%%

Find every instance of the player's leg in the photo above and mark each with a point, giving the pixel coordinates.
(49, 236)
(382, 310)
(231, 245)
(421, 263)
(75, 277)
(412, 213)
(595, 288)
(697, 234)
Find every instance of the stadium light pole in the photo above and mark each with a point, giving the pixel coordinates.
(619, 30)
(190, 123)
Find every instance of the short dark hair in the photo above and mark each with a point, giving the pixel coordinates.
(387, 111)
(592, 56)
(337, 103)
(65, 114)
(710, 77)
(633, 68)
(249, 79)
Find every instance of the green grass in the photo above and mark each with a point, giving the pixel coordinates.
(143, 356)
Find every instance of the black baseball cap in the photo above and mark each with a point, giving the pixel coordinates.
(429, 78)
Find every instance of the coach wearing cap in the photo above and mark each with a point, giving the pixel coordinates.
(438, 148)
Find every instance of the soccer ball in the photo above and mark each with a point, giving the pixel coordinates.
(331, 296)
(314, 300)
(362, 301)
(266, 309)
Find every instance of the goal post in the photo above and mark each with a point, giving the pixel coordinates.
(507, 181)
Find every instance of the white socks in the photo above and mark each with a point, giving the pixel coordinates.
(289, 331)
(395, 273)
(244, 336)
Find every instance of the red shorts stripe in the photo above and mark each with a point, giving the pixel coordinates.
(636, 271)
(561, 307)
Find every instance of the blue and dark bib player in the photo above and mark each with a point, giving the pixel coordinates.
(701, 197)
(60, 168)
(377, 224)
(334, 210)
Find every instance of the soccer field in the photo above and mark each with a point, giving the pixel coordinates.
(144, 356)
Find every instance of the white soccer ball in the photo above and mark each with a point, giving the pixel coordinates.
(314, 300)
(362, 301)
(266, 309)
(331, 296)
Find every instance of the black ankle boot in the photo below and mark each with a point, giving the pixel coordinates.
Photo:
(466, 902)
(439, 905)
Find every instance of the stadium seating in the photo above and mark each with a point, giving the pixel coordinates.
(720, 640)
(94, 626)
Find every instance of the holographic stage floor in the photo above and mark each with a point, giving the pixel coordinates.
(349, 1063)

%%

> [WORK TO COMPLETE]: Please write out again the part that opens with the line containing "Find every instance of the soccer field" and closes with the last line, adding 64 to each number in the coordinates and copying every other line unchanged.

> [WRITTEN ANSWER]:
Find every instance of the soccer field in the photo above and mark each with a point, giving the pixel coordinates.
(208, 420)
Find every instance of the white soccer ball in the photo above and mark each with a point, giving the pixel coordinates.
(378, 364)
(426, 365)
(330, 373)
(395, 360)
Find every instance of the black ankle boot in the photo below and mark each with a point, giving the pixel coordinates.
Photo:
(530, 966)
(503, 969)
Find every instance of the stadium seating in the photo above and mark each with a point, giving the pixel coordinates.
(784, 704)
(158, 690)
Find every instance of the holographic stage floor in the photo above and mark each with a point, giving the pixel coordinates.
(413, 1127)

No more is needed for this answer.